YOUR INSTRUCTIONS —
Using the listing below, print the line that contains "Please locate the retaining" and each line after it, exactly as shown, through the final one.

[DATA RECORDS — start]

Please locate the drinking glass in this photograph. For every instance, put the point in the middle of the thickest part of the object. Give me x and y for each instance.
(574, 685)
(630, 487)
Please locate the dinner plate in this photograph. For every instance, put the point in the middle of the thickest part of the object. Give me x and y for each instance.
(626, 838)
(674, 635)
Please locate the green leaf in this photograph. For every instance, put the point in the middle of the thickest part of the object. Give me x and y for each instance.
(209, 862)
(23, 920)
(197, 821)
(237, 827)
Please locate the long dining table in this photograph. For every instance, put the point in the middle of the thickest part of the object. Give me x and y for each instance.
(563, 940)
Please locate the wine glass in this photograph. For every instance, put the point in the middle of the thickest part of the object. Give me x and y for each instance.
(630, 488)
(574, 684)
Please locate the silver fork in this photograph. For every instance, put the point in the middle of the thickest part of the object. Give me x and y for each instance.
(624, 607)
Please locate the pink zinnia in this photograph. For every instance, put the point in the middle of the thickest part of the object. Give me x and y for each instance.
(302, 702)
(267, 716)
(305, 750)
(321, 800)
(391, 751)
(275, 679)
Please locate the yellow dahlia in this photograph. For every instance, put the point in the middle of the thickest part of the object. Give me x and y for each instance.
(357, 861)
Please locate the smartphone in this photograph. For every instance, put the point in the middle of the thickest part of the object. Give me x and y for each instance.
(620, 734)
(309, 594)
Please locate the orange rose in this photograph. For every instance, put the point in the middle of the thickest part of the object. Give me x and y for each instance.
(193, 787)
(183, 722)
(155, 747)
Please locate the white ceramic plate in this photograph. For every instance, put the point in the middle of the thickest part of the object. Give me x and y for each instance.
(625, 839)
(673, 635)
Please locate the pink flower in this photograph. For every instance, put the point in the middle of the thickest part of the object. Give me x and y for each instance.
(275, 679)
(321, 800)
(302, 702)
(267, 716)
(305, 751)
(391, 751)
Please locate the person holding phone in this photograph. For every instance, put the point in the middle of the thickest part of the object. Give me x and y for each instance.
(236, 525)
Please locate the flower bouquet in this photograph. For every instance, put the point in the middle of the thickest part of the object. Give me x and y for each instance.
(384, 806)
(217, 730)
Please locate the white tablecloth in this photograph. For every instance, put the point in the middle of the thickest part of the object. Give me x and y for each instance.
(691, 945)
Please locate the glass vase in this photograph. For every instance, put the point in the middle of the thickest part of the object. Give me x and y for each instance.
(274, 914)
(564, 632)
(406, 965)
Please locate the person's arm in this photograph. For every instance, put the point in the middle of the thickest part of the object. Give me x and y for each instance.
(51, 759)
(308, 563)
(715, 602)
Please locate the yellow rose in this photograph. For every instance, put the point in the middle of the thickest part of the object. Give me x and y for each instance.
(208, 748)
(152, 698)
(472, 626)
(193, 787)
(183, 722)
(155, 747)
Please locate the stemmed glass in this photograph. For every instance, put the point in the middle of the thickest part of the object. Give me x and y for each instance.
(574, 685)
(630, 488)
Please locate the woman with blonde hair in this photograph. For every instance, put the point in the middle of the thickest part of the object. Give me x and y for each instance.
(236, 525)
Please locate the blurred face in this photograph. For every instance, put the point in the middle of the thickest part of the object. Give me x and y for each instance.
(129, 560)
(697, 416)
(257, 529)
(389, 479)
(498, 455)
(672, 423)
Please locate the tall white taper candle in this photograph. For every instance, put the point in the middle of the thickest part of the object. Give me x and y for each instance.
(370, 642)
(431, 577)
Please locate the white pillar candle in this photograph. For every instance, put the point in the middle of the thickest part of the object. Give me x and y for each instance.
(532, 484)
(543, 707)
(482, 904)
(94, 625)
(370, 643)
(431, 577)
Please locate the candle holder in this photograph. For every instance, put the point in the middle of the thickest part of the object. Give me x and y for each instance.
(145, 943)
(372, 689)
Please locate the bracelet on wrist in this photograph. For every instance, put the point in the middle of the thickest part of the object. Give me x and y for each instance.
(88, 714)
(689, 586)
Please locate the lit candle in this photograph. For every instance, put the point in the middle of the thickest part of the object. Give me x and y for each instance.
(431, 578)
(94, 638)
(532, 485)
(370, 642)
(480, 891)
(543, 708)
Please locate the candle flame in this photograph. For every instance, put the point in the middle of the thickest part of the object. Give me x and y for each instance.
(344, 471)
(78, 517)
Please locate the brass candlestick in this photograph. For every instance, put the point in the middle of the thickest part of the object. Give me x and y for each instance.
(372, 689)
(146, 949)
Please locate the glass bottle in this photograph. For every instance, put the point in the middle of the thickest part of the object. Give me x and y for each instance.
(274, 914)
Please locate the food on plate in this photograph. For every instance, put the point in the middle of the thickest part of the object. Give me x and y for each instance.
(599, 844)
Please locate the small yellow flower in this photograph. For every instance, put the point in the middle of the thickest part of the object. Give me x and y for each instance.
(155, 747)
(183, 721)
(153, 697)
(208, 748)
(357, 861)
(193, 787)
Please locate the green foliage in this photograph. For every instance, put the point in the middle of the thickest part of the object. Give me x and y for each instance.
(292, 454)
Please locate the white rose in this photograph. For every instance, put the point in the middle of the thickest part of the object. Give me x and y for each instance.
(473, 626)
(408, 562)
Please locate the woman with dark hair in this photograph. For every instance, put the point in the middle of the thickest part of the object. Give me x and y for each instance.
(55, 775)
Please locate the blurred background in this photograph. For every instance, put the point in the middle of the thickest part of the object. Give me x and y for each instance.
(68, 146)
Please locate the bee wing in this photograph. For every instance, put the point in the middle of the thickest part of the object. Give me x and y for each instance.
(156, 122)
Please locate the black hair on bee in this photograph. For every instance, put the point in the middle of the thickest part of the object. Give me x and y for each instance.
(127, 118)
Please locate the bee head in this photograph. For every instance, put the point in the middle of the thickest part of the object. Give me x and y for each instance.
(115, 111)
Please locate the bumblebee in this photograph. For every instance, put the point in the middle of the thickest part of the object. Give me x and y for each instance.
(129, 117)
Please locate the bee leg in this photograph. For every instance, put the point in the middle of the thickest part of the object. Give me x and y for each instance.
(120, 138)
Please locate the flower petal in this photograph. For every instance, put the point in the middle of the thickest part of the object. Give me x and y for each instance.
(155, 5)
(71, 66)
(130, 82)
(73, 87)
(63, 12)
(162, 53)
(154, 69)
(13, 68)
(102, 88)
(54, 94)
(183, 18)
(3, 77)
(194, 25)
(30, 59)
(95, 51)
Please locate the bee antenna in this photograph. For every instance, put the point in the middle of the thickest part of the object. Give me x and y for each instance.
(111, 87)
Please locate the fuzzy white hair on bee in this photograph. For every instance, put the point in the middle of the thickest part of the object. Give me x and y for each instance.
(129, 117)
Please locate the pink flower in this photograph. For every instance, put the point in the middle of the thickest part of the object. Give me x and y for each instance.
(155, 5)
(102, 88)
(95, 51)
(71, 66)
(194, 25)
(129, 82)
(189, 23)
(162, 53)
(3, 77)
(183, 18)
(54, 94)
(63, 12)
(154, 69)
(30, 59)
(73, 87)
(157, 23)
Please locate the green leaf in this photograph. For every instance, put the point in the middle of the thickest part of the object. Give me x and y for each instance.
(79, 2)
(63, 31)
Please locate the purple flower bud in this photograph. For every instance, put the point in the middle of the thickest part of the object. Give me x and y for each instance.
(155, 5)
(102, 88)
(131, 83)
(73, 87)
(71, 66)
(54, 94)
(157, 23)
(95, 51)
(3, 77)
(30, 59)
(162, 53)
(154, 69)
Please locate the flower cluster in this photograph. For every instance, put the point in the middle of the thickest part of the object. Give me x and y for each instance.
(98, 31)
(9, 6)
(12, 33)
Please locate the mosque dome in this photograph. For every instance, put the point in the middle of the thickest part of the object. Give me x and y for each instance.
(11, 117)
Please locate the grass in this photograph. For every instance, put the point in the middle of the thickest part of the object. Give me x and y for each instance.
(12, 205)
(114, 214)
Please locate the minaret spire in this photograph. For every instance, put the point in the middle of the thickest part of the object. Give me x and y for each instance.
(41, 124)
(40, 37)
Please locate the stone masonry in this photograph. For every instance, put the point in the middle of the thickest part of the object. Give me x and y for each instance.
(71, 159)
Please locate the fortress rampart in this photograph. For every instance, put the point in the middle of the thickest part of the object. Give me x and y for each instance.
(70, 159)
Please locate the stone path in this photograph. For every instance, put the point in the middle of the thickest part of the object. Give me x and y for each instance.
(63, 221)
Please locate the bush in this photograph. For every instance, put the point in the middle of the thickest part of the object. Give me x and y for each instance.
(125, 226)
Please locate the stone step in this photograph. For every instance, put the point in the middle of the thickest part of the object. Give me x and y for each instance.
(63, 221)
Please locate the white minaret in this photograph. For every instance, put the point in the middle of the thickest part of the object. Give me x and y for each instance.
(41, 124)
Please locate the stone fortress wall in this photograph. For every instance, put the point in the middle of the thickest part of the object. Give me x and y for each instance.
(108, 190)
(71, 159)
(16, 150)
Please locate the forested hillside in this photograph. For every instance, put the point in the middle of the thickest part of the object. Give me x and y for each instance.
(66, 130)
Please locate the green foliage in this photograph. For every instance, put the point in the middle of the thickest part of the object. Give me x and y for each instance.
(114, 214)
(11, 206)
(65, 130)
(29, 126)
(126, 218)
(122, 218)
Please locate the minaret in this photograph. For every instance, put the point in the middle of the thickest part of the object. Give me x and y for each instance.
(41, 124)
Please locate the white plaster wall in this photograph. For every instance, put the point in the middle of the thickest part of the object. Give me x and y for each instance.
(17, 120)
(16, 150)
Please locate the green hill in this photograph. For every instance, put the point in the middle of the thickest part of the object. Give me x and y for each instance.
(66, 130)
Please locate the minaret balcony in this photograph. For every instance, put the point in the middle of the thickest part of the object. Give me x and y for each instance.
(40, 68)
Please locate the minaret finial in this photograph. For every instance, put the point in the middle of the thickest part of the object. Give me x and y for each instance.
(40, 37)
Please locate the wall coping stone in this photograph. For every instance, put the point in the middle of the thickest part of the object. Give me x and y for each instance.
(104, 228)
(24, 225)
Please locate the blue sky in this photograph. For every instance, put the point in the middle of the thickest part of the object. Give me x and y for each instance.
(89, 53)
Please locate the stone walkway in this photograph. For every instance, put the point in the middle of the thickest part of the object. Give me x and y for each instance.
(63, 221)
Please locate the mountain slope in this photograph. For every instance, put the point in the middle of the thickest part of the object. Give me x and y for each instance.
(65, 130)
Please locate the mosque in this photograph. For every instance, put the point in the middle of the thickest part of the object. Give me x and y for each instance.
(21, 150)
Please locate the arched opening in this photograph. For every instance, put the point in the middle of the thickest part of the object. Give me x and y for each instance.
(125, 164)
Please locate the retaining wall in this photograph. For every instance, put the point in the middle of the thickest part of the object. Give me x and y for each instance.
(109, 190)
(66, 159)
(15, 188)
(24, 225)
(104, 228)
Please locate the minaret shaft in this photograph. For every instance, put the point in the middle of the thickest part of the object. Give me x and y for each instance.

[DATA RECORDS — finish]

FINISHED TASK —
Please locate the retaining wall in this photograph. For every instance, put the point in the middle of the thickest part of the object. Give me x and y for each instance.
(109, 190)
(66, 159)
(15, 188)
(24, 225)
(104, 228)
Please locate the minaret shaft in this photograph. For every instance, put the point in the middle of the thickest part of the object. Give me x and y for each instance.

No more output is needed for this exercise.